---------- Dataset records
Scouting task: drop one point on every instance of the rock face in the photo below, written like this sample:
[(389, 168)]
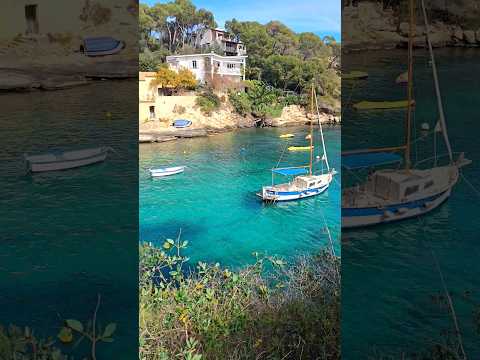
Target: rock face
[(367, 26)]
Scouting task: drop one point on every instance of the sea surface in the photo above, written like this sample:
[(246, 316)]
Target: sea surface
[(70, 235), (214, 201), (390, 278)]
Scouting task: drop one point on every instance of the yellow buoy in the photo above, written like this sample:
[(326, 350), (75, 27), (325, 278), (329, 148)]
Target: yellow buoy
[(381, 105), (299, 148), (355, 75)]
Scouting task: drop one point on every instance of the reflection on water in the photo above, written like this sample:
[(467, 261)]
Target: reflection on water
[(69, 235), (214, 201)]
--------------------
__The request__.
Output every entry word for word, but omit the pictures.

__Response to the task__.
Scouting task: drop one point on every instance of the rock face in the photo below, written like this sample:
[(389, 168)]
Target: rock face
[(367, 26)]
Scouting task: drop one point on every instance of the sea surface in the photo above, written like this sample:
[(246, 316)]
Target: sea surface
[(70, 235), (214, 201), (390, 278)]
Scouting task: drop one point on every instance of the yellow buoy in the photo above, written like this sample:
[(326, 350), (75, 27), (325, 278), (329, 148)]
Target: yellow buoy
[(381, 105), (299, 148), (355, 75)]
Scouting task: drop one point on every instance of the reflection on water in the photo above, written like this sample:
[(467, 261)]
Target: reflection on water
[(69, 235), (214, 201)]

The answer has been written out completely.